WHAT THIS TASK INVOLVES: Please pull out the stretch of rows below from the very first line through the line containing "pixel 40 100", and copy it word for word.

DATA ROWS:
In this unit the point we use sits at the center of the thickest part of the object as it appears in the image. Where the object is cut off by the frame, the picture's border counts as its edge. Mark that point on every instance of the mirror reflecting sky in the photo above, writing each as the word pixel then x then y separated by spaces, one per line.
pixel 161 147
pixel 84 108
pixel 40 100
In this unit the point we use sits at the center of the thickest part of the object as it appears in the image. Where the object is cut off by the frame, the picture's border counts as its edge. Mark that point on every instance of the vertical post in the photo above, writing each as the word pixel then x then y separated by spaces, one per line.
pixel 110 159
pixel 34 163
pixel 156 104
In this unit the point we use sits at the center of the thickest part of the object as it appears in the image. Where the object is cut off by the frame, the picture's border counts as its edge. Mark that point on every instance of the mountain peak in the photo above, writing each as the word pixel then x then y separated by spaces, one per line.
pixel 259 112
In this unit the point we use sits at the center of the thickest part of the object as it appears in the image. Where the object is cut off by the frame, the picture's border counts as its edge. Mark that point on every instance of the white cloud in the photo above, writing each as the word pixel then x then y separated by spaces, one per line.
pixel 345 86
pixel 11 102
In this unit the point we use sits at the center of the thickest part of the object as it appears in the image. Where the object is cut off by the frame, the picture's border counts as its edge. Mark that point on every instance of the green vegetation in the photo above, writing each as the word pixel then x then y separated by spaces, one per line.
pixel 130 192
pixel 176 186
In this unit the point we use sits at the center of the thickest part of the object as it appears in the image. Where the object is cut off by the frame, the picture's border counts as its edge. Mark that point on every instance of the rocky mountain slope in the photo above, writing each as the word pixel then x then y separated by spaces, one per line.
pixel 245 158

SOLUTION TO THIS PROBLEM:
In this unit the point we use sits at the center of the thickest part of the object as it appears in the image. Where the object is cut off by the frame, the picture's border counts as its edge. Mark that point on every instance of the mirror reflecting sky in the photo above, writing each as the word pixel then x then y separated by spaces, one per line.
pixel 161 147
pixel 84 108
pixel 40 100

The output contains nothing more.